Source text =
Is a scholarship enough?

Is a scholarship enough?

A talented high school football player is promised a full scholarship to a top-tier Division I school.All his problems are over, he thinks. He will go to college, get a degree, take a free ride toward a four-year education and, if he’s really lucky, he’ll go on to play in the NFL.

Sounds like a good deal: free room, board and tuition, the opportunity of a lifetime – all for doing something fun. Nothing but easy street ahead.

Not necessarily, said Ramogi Huma, founder of the Collegiate Athletes Coalition, a nonprofit group dedicated to promoting the rights of NCAA athletes.

Huma, a Division I-A football player at UCLA from 1995 through 1998, said students on sports scholarships often get a little less than they bargained for when they go to college.

Given records =

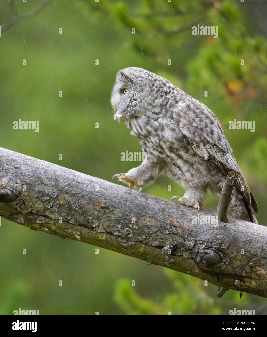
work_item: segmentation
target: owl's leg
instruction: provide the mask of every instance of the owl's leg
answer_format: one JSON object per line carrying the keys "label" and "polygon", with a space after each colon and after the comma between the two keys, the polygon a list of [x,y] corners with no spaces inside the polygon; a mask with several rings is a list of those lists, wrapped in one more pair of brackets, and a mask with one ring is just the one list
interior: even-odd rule
{"label": "owl's leg", "polygon": [[[207,192],[206,188],[196,189],[195,188],[188,188],[183,197],[179,198],[178,201],[180,204],[186,206],[191,206],[198,211],[203,206]],[[176,197],[171,198],[175,198]]]}
{"label": "owl's leg", "polygon": [[232,194],[232,200],[229,204],[229,208],[232,215],[237,219],[258,223],[257,218],[250,206],[250,215],[245,204],[244,197],[237,189],[234,188]]}
{"label": "owl's leg", "polygon": [[162,161],[148,156],[146,161],[143,161],[138,167],[132,168],[127,173],[115,175],[118,176],[120,181],[128,184],[130,188],[140,188],[140,190],[155,180],[163,166]]}

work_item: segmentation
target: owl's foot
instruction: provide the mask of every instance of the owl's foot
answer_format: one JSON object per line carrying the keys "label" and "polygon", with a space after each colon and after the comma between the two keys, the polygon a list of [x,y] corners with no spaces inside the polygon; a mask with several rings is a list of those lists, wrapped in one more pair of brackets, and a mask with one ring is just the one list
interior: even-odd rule
{"label": "owl's foot", "polygon": [[178,201],[180,204],[182,204],[182,205],[185,205],[186,206],[190,206],[191,207],[193,207],[194,208],[195,208],[197,210],[198,212],[200,209],[200,206],[198,203],[192,203],[189,199],[186,198],[181,197],[178,196],[178,195],[175,195],[174,196],[173,196],[170,200],[171,201],[172,201],[174,199],[177,199],[177,198],[178,198]]}
{"label": "owl's foot", "polygon": [[137,181],[131,179],[130,178],[128,177],[124,173],[120,173],[119,174],[115,174],[112,177],[112,179],[114,177],[117,177],[117,179],[120,181],[122,181],[126,184],[128,184],[128,186],[130,188],[132,187],[141,187],[139,191],[141,191],[142,189],[142,186],[140,184],[138,184]]}

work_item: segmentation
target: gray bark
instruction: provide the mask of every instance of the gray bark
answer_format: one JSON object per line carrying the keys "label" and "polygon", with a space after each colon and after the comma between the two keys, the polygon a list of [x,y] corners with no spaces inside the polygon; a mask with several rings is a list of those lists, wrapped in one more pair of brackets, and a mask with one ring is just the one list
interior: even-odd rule
{"label": "gray bark", "polygon": [[216,214],[0,148],[6,219],[267,297],[267,227]]}

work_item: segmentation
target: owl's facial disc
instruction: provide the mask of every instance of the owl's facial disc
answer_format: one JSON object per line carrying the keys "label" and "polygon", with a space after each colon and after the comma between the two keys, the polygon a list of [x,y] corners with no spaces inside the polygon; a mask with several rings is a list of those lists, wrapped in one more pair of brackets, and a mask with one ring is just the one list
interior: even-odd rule
{"label": "owl's facial disc", "polygon": [[134,86],[130,79],[118,73],[111,99],[114,119],[125,120],[130,117],[134,94]]}

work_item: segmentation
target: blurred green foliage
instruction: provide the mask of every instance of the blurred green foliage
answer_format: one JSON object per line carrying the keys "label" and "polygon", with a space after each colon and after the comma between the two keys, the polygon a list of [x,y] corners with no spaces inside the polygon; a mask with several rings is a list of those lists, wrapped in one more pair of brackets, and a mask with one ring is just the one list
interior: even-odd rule
{"label": "blurred green foliage", "polygon": [[[39,2],[14,3],[23,13]],[[267,32],[258,12],[266,13],[266,6],[245,2],[55,0],[0,38],[0,145],[109,181],[138,166],[120,161],[121,152],[140,147],[113,120],[109,100],[118,70],[141,67],[216,115],[258,203],[259,222],[265,223]],[[0,2],[4,21],[14,10]],[[193,36],[198,24],[218,26],[218,38]],[[18,119],[39,121],[39,132],[14,130]],[[255,121],[255,132],[229,130],[235,119]],[[145,191],[169,199],[183,189],[161,177]],[[209,194],[204,207],[215,209],[217,202]],[[240,300],[230,291],[219,299],[217,287],[191,276],[102,249],[97,255],[93,247],[4,219],[0,233],[1,314],[19,307],[40,314],[227,314],[235,307],[267,312],[258,297],[244,294]]]}

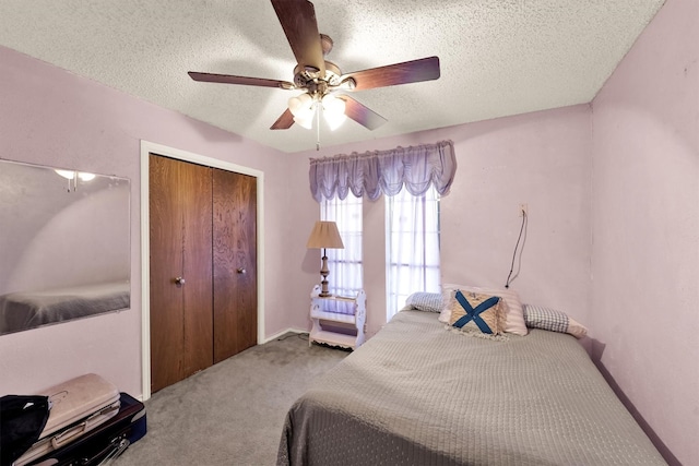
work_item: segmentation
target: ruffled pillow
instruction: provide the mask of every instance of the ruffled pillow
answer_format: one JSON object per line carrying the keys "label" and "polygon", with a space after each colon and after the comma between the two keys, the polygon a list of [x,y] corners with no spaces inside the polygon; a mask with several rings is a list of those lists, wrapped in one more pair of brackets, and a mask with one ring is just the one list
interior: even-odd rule
{"label": "ruffled pillow", "polygon": [[405,299],[402,311],[418,310],[425,312],[441,312],[441,294],[417,291]]}

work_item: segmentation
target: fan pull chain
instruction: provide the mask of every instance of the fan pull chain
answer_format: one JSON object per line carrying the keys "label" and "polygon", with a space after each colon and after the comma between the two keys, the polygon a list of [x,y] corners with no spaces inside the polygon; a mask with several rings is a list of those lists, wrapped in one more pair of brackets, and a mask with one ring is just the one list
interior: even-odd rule
{"label": "fan pull chain", "polygon": [[320,103],[316,103],[316,151],[320,151]]}

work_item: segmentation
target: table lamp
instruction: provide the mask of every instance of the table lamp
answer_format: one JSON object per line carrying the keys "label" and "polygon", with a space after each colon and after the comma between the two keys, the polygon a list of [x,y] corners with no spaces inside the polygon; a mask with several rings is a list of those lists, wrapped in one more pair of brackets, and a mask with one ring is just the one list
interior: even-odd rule
{"label": "table lamp", "polygon": [[308,242],[306,243],[306,248],[308,249],[322,249],[322,266],[320,267],[320,275],[323,277],[320,290],[320,297],[332,296],[330,291],[328,291],[328,274],[330,271],[328,270],[328,256],[325,255],[325,249],[344,249],[345,246],[342,243],[342,238],[340,237],[340,231],[337,231],[337,225],[334,222],[316,222],[312,231],[310,232],[310,237],[308,238]]}

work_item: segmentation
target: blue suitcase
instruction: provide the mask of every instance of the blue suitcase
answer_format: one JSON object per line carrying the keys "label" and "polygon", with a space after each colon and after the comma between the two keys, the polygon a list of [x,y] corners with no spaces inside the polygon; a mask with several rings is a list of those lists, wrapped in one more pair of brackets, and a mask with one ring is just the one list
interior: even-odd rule
{"label": "blue suitcase", "polygon": [[145,435],[145,406],[128,393],[120,393],[119,413],[68,445],[52,451],[27,466],[93,466],[108,464],[130,444]]}

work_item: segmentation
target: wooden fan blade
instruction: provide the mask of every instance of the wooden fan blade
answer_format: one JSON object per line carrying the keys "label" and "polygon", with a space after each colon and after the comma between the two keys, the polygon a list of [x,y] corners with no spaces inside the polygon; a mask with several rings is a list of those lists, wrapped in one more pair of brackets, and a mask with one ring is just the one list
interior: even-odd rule
{"label": "wooden fan blade", "polygon": [[246,86],[280,87],[283,89],[296,88],[294,83],[289,83],[288,81],[234,76],[233,74],[198,73],[196,71],[190,71],[187,74],[189,74],[189,76],[194,81],[201,81],[205,83],[242,84]]}
{"label": "wooden fan blade", "polygon": [[288,130],[294,124],[294,113],[288,108],[284,113],[276,119],[274,124],[270,127],[270,130]]}
{"label": "wooden fan blade", "polygon": [[420,58],[386,67],[356,71],[342,76],[352,77],[355,86],[351,91],[372,89],[375,87],[431,81],[439,77],[439,57]]}
{"label": "wooden fan blade", "polygon": [[374,131],[388,120],[350,96],[337,96],[345,101],[345,115],[363,127]]}
{"label": "wooden fan blade", "polygon": [[318,70],[325,75],[325,60],[320,45],[316,9],[307,0],[272,0],[288,45],[298,64],[307,70]]}

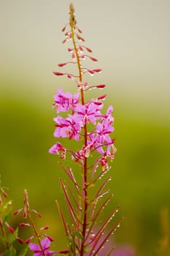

Work instructions =
**a)** Count the lines in the rows above that contain the string "disc", and give only that number.
**b)** Please extend the article on college sports scholarships, picking up after its final sentence.

Task responses =
**a)** 3

**b)**
Huma said some college athletes can expect millions of dollars in the future, and generate huge sums of money for their schools and the NCAA while they’re playing, but are left to struggle for some of life’s simple things while in school.

“We’re not talking about extravagant living,” Huma said. “We’re talking about deodorant, phone bills, things like that.”

The coalition has already had a hand in eliminating unfair and unsafe NCAA standards, Huma said. Since the group’s inception, the NCAA has increased death benefits paid to the families of athletes who die during athletically related activity, lifted restrictions that limited insurance coverage and eliminated a cap on off-season income unrelated to athletics.

“Really, we’ve just exposed the NCAA and their practices and rules that put athletes in jeopardy,” Huma said.

Now, Huma said, the coalition will work to ensure that students promised “full ride” scholarships will actually have their full expenses covered while in school.

Huma said the NCAA limits scholarships to cover only room, board, tuition and fees, and fall $2,000 to $3,000 short of meeting the estimated cost of attendance at any given university.

TCU athletics director Danny Morrison confirmed that by NCAA rule, schools cannot provide athletic scholarships to match the full estimated cost of attendance.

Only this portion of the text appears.